**WORK TO BE COMPLETED:** Output every row below verbatim, leaving out the pictures.

# # # # #

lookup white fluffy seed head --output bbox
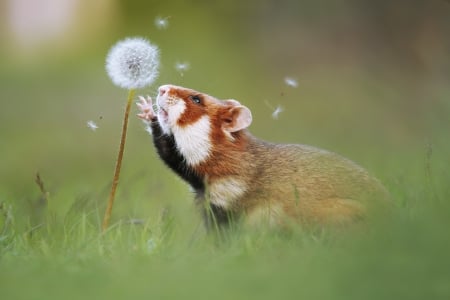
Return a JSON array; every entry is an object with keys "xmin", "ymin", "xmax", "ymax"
[{"xmin": 106, "ymin": 37, "xmax": 159, "ymax": 89}]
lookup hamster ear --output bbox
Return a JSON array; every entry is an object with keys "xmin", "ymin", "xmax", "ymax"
[{"xmin": 222, "ymin": 100, "xmax": 252, "ymax": 132}]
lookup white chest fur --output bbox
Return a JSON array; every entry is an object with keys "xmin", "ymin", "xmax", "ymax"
[{"xmin": 172, "ymin": 116, "xmax": 212, "ymax": 166}]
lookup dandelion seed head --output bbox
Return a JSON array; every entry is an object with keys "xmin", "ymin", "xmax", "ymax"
[
  {"xmin": 145, "ymin": 122, "xmax": 153, "ymax": 135},
  {"xmin": 86, "ymin": 120, "xmax": 98, "ymax": 131},
  {"xmin": 175, "ymin": 61, "xmax": 191, "ymax": 76},
  {"xmin": 155, "ymin": 16, "xmax": 169, "ymax": 29},
  {"xmin": 106, "ymin": 37, "xmax": 159, "ymax": 89},
  {"xmin": 272, "ymin": 105, "xmax": 284, "ymax": 120},
  {"xmin": 284, "ymin": 77, "xmax": 298, "ymax": 88}
]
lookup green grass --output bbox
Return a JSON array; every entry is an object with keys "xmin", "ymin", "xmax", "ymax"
[
  {"xmin": 0, "ymin": 52, "xmax": 450, "ymax": 299},
  {"xmin": 0, "ymin": 145, "xmax": 450, "ymax": 299}
]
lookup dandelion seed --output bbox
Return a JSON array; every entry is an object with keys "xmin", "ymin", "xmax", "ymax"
[
  {"xmin": 145, "ymin": 122, "xmax": 153, "ymax": 135},
  {"xmin": 272, "ymin": 105, "xmax": 284, "ymax": 120},
  {"xmin": 106, "ymin": 37, "xmax": 159, "ymax": 89},
  {"xmin": 86, "ymin": 120, "xmax": 98, "ymax": 131},
  {"xmin": 102, "ymin": 37, "xmax": 159, "ymax": 232},
  {"xmin": 175, "ymin": 61, "xmax": 190, "ymax": 76},
  {"xmin": 155, "ymin": 16, "xmax": 169, "ymax": 29},
  {"xmin": 284, "ymin": 77, "xmax": 298, "ymax": 88}
]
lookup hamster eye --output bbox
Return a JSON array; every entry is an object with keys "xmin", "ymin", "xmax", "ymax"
[{"xmin": 191, "ymin": 95, "xmax": 202, "ymax": 104}]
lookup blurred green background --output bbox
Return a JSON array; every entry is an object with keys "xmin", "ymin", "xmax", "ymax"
[
  {"xmin": 0, "ymin": 0, "xmax": 450, "ymax": 299},
  {"xmin": 0, "ymin": 0, "xmax": 450, "ymax": 216}
]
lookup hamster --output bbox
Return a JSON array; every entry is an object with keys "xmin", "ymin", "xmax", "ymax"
[{"xmin": 137, "ymin": 85, "xmax": 388, "ymax": 228}]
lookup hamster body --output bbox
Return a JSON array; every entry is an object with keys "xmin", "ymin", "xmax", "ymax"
[{"xmin": 138, "ymin": 85, "xmax": 388, "ymax": 227}]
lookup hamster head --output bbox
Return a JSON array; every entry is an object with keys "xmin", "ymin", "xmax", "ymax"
[{"xmin": 156, "ymin": 85, "xmax": 252, "ymax": 166}]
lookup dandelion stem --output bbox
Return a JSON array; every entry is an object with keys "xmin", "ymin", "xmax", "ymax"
[{"xmin": 102, "ymin": 89, "xmax": 134, "ymax": 232}]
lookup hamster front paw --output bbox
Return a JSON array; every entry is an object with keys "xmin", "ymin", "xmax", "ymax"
[{"xmin": 136, "ymin": 96, "xmax": 156, "ymax": 122}]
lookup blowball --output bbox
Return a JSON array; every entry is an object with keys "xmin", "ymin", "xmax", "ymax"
[{"xmin": 106, "ymin": 37, "xmax": 159, "ymax": 89}]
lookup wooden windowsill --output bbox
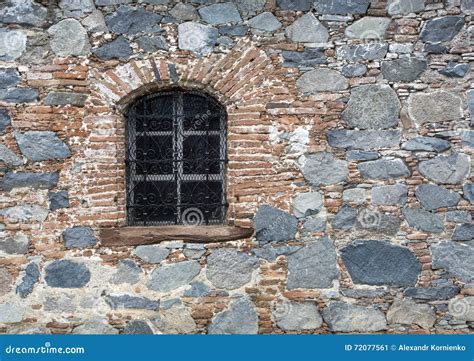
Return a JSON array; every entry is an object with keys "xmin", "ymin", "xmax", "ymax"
[{"xmin": 99, "ymin": 225, "xmax": 254, "ymax": 247}]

# # # # #

**RESULT:**
lookup white fluffy seed head --output bbox
Return a JSON array; every entry is an object with keys "xmin", "ymin", "xmax", "ymax"
[{"xmin": 106, "ymin": 37, "xmax": 159, "ymax": 89}]
lookup hamster ear --output bbox
Return a JSON array; every entry is an object with keys "xmin", "ymin", "xmax", "ymax"
[{"xmin": 222, "ymin": 100, "xmax": 252, "ymax": 132}]
lookup white chest fur --output bbox
Return a JSON array; every entry is an object with keys "xmin", "ymin", "xmax", "ymax"
[{"xmin": 172, "ymin": 116, "xmax": 212, "ymax": 166}]
lookup dandelion seed head --output bbox
Return a JSON array; every entry is an object with keys "xmin", "ymin", "xmax", "ymax"
[
  {"xmin": 145, "ymin": 122, "xmax": 153, "ymax": 135},
  {"xmin": 86, "ymin": 120, "xmax": 98, "ymax": 131},
  {"xmin": 175, "ymin": 61, "xmax": 191, "ymax": 76},
  {"xmin": 155, "ymin": 16, "xmax": 169, "ymax": 29},
  {"xmin": 106, "ymin": 37, "xmax": 159, "ymax": 89},
  {"xmin": 272, "ymin": 105, "xmax": 284, "ymax": 120},
  {"xmin": 284, "ymin": 77, "xmax": 298, "ymax": 88}
]
lookup green grass --output bbox
Return a JSON array; every entry is an object with keys "xmin", "ymin", "xmax", "ymax"
[
  {"xmin": 0, "ymin": 52, "xmax": 450, "ymax": 299},
  {"xmin": 0, "ymin": 145, "xmax": 450, "ymax": 299}
]
lookup dandelion seed --output bbox
Return a JSON array; every entry is an object with keys "xmin", "ymin", "xmax", "ymax"
[
  {"xmin": 145, "ymin": 122, "xmax": 153, "ymax": 135},
  {"xmin": 272, "ymin": 105, "xmax": 284, "ymax": 120},
  {"xmin": 106, "ymin": 37, "xmax": 159, "ymax": 89},
  {"xmin": 86, "ymin": 120, "xmax": 98, "ymax": 131},
  {"xmin": 102, "ymin": 37, "xmax": 159, "ymax": 232},
  {"xmin": 175, "ymin": 61, "xmax": 190, "ymax": 76},
  {"xmin": 155, "ymin": 16, "xmax": 169, "ymax": 29},
  {"xmin": 284, "ymin": 77, "xmax": 298, "ymax": 88}
]
lookup hamster eye --output bbox
Return a JSON array; every entry is an object with keys "xmin", "ymin", "xmax", "ymax"
[{"xmin": 191, "ymin": 95, "xmax": 202, "ymax": 104}]
lookup blurred green background --output bbox
Return a JSON array; every entry is an object with keys "xmin", "ymin", "xmax", "ymax"
[
  {"xmin": 0, "ymin": 0, "xmax": 450, "ymax": 299},
  {"xmin": 0, "ymin": 0, "xmax": 450, "ymax": 216}
]
lookup hamster --output bbox
Return a JSON array; every entry is an object with keys "xmin", "ymin", "xmax", "ymax"
[{"xmin": 137, "ymin": 85, "xmax": 388, "ymax": 228}]
lookup hamster body --output bbox
Return a JSON array; every entry is an object with keys "xmin", "ymin", "xmax", "ymax"
[{"xmin": 138, "ymin": 85, "xmax": 388, "ymax": 227}]
lookup hamster head --output bbox
Return a JSON array; every entry is an object with keys "xmin", "ymin", "xmax", "ymax"
[{"xmin": 156, "ymin": 85, "xmax": 252, "ymax": 166}]
lookup dandelion stem --output bbox
Return a JSON array; every entry is an object with keys "xmin", "ymin", "xmax", "ymax"
[{"xmin": 102, "ymin": 89, "xmax": 134, "ymax": 232}]
lookup hamster front paw --output bbox
Return a JSON array; every entry is an object with keys "xmin", "ymin", "xmax", "ymax"
[{"xmin": 136, "ymin": 96, "xmax": 156, "ymax": 122}]
lookup blowball --output bbox
Return a JSON array; every entry is an object with keys "xmin", "ymin", "xmax", "ymax"
[{"xmin": 106, "ymin": 37, "xmax": 159, "ymax": 89}]
lookup wooden windowsill --output bbox
Return a JSON array; every entry is an object with keys "xmin", "ymin", "xmax", "ymax"
[{"xmin": 99, "ymin": 225, "xmax": 254, "ymax": 247}]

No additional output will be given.